Document -
=-=-=
Among the documents in the latest Wikileaks release is this August 1979 cable from the U.S. Embassy in Tehran to the State Department. Deputy Ambassador Victor Tomseth, who was among the American hostages taken three months later, wrote home with some less than flattering observations on the Persian psyche. Tomseth remarked on the incompatibility of Ayatollah-style fundamentalism and reason:

Coupled with these psychological limitations is a general incomprehension of casuality [sic]. Islam, with its emphasis on the omnipotence of God, appears to account at least in major part for this phenomenon. Somewhat surprisingly, even those Iranians educated in the Western style and perhaps with long experience outside Iran itself frequently have difficulty grasping the inter-relationship of events. Witness A Yazdi resisting the idea that Iranian behavior has consequences on the perception of Iran in the U.S. or that this perception is somehow related to American policies regarding Iran. This same quality also helps explain Persian aversion to accepting responsibility for one’s own actions. The deus ex machina is always at work [Victor Tomseth, Deputy Ambassador to Iran, cable to U.S. State Department, 1979.08.13, as published by Wikileaks].
=-=-=
Available data -
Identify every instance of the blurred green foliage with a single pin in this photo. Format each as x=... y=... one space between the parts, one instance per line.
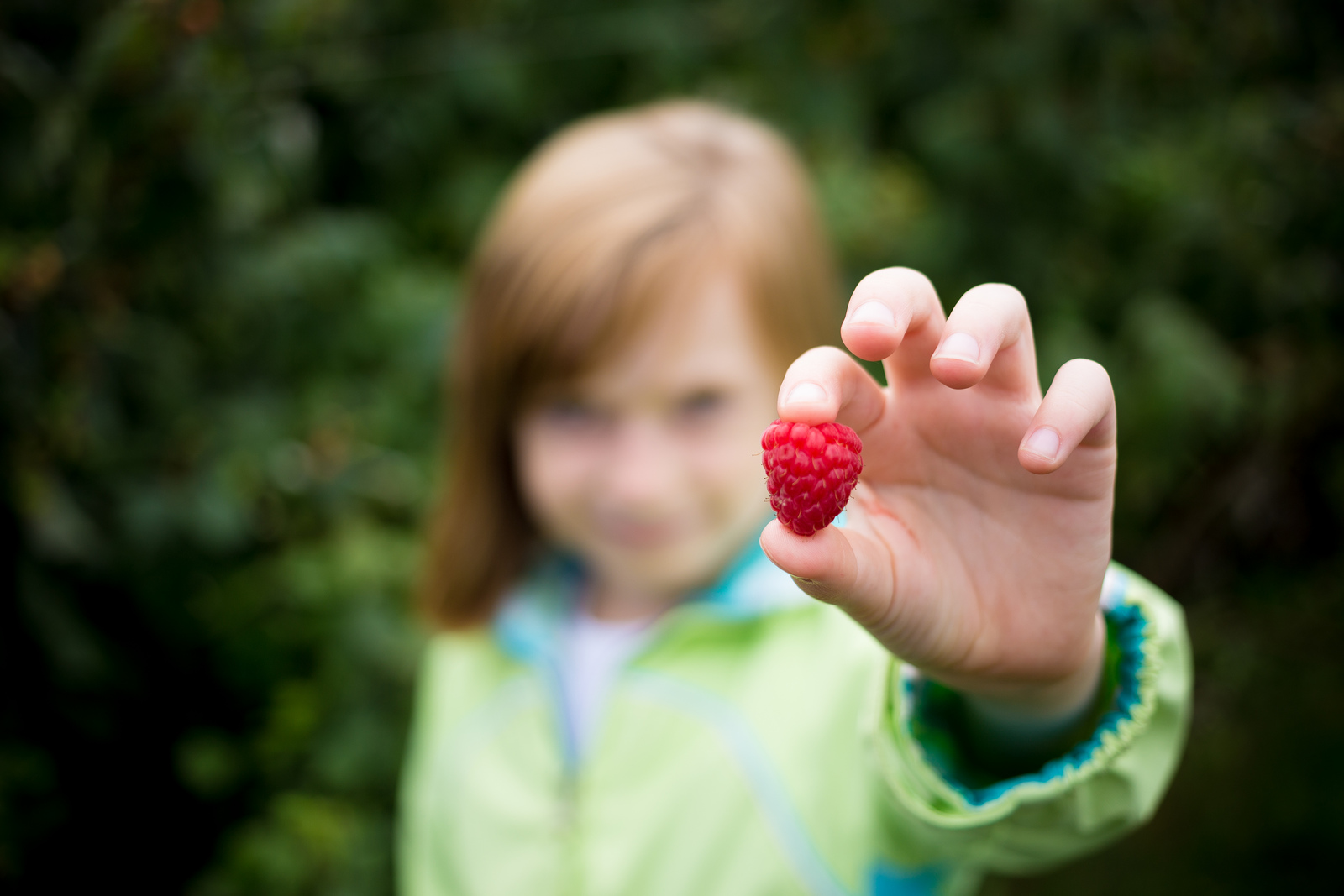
x=228 y=257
=-=-=
Exercise instructions -
a – For the piece on the 1979 Tehran embassy cable, decide whether each statement agrees with it, answering yes or no and quoting the words that settle it: (i) The cable went from the U.S. Embassy in Tehran to the State Department in August 1979. (ii) Tomseth was already a hostage when he wrote the cable. (iii) The cable says Iranians with a Western-style education readily grasp how events are interrelated.
b – Extend the piece on the 1979 Tehran embassy cable, picking up after its last sentence.

Results in order -
a –
(i) Yes: "this August 1979 cable from the U.S. Embassy in Tehran to the State Department"
(ii) No: "who was among the American hostages taken three months later"
(iii) No: "even those Iranians educated in the Western style and perhaps with long experience outside Iran itself frequently have difficulty grasping the inter-relationship of events"

b –
Hmm… fanatic faith clouding grasp of causality and consequences… why does this sound familiar?

The earth will end only when God declares it’s time to be over. Man will not destroy this earth. This earth will not be destroyed by a flood. … I do believe God’s word is infallible, unchanging, perfect [Rep. John Shimkus, quoted in David Gibson, “Bible Protects Against Global Warming? Energy Chair Hopeful Tells Us So,” Politics Daily, 2010.11.27].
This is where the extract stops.